▶ [EXERCISE INSTRUCTIONS]: I would like every record reproduced exactly, with the pictures left out.

(Data items)
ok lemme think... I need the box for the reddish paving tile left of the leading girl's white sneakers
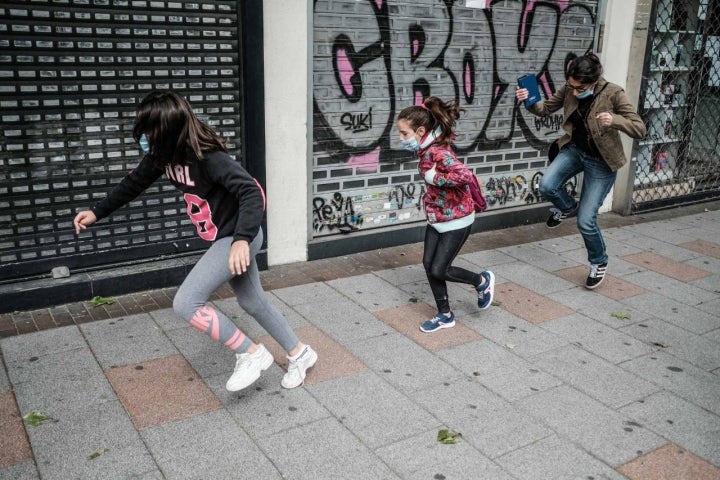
[106,355,222,430]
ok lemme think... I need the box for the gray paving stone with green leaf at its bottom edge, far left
[5,346,116,417]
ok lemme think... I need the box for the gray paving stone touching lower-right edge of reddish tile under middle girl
[438,341,561,401]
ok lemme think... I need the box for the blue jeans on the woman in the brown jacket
[540,144,617,264]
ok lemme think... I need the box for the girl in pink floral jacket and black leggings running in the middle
[397,97,495,332]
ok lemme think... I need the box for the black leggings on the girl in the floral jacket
[423,225,482,313]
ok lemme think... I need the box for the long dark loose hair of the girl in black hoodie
[133,91,227,166]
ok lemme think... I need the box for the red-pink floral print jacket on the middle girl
[418,143,475,224]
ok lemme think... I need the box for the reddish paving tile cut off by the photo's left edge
[0,392,33,466]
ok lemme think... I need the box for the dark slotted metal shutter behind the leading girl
[0,0,241,280]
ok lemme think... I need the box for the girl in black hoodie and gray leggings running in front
[74,91,317,391]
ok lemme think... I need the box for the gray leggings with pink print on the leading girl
[173,230,298,353]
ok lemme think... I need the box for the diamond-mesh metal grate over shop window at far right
[632,0,720,211]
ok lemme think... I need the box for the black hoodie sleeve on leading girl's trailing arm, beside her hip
[206,152,265,242]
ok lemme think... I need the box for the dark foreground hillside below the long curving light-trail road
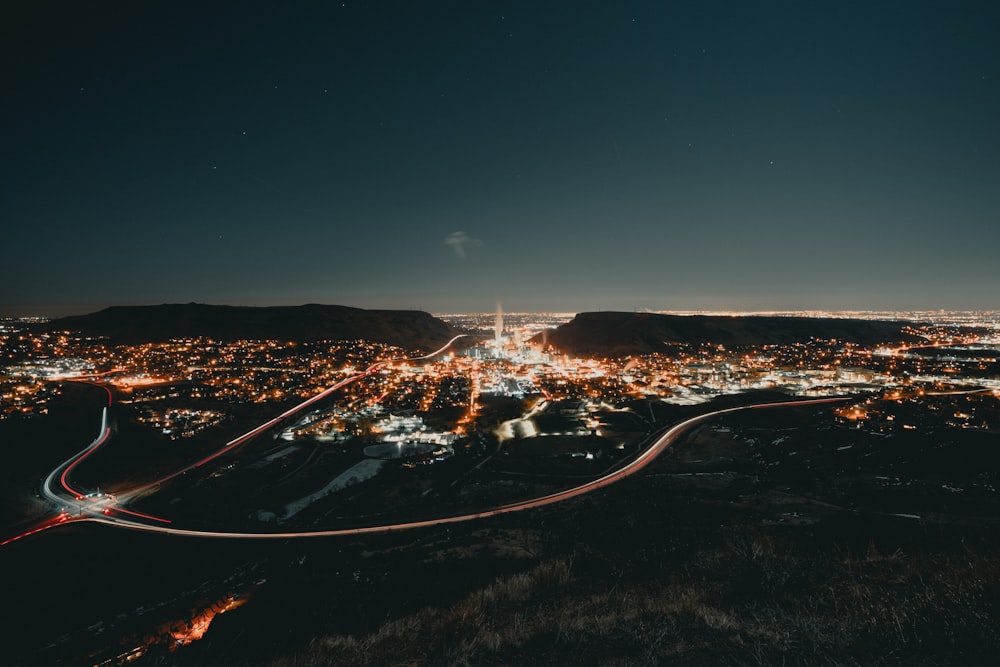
[0,393,1000,666]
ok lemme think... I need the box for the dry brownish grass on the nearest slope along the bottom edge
[264,536,1000,667]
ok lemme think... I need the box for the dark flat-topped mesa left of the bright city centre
[46,303,460,350]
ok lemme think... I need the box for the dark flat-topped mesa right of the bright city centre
[532,312,924,357]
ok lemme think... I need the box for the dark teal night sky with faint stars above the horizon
[0,0,1000,315]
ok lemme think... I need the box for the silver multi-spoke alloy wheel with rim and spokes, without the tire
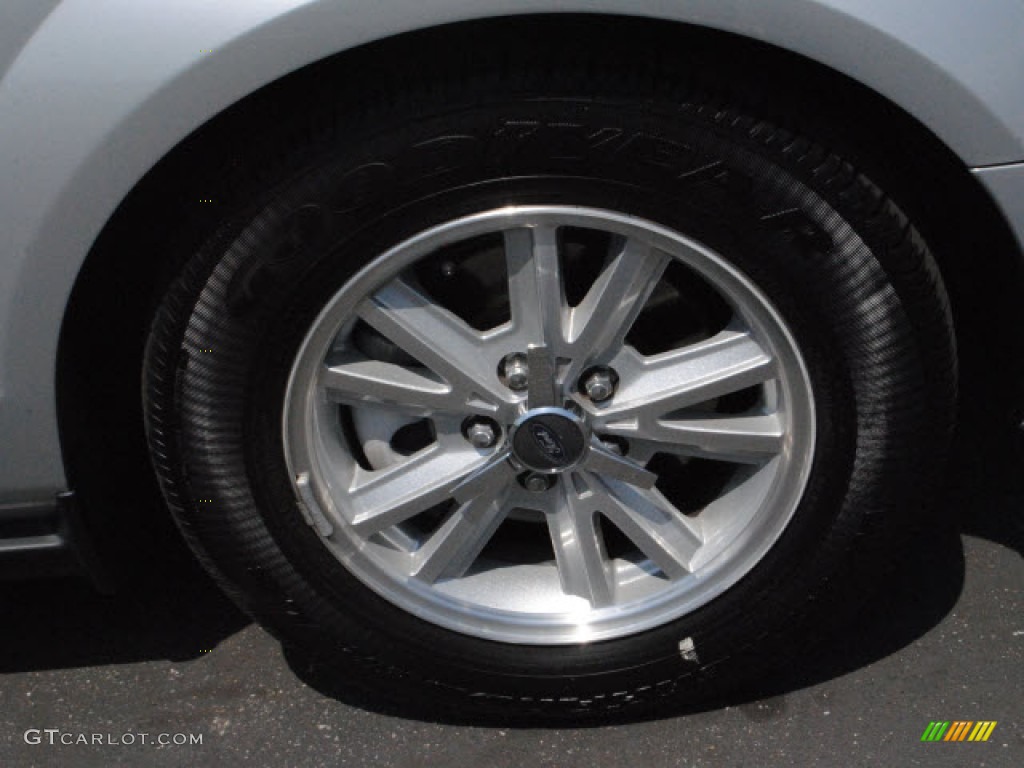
[283,206,815,644]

▶ [SOLUTION TO THIS EXERCISE]:
ok lemme think... I need the box for the reddish paving tile left of the leading girl's white sneakers
[106,355,222,430]
ok lemme think... I need the box for the gray paving stone with green leaf at its bottom edge, far left
[5,346,116,417]
ok lemme think... I need the box for the gray paving stone touching lower-right edge of reddish tile under middle girl
[438,341,561,401]
ok lemme think... I need the box for the blue jeans on the woman in the brown jacket
[540,144,617,264]
ok lemme think... I need the box for the girl in pink floral jacket and black leggings running in the middle
[397,97,495,332]
ok lemme think... I need the box for the black leggings on the girl in the floral jacket
[423,225,482,313]
ok lemme think... I need the box for the long dark loose hair of the girl in black hoodie
[133,91,227,166]
ok lemme think... I need the box for the red-pink floral print jacket on the middle girl
[418,143,475,224]
ok lemme think... I need the box for the reddish paving tile cut off by the photo's left edge
[0,392,33,466]
ok lemme think... I need the box for the dark slotted metal shutter behind the leading girl
[0,0,241,280]
ok lemme think... I need the box for the girl in black hoodie and gray leggings running in front
[74,91,317,391]
ok lemme think... I need the box for the gray leggings with pink print on the leading girl
[173,230,298,353]
ok lemme think... I need the box for the diamond-mesh metal grate over shop window at far right
[632,0,720,211]
ok lemme think... I need the box for the black hoodie sleeve on leading girl's trailing arm, beside her hip
[206,152,265,242]
ok lemme think... I need the box for the dark foreground hillside below the long curving light-trail road
[0,393,1000,666]
ok lemme think... I need the box for the dry brownish grass on the nearest slope along the bottom edge
[264,536,1000,667]
ok lemme think... I need the box for the dark flat-topped mesa left of the bright city centre
[46,303,460,350]
ok lemme think... I need the box for the dark flat-topped mesa right of the bright city centre
[532,312,924,357]
ok lemme think... I need the box for the dark teal night sky with faint stars above the horizon
[0,0,1000,315]
ok lemme think... I need the box for the silver multi-spoke alloy wheel with rim and spokes, without the tire
[283,206,815,644]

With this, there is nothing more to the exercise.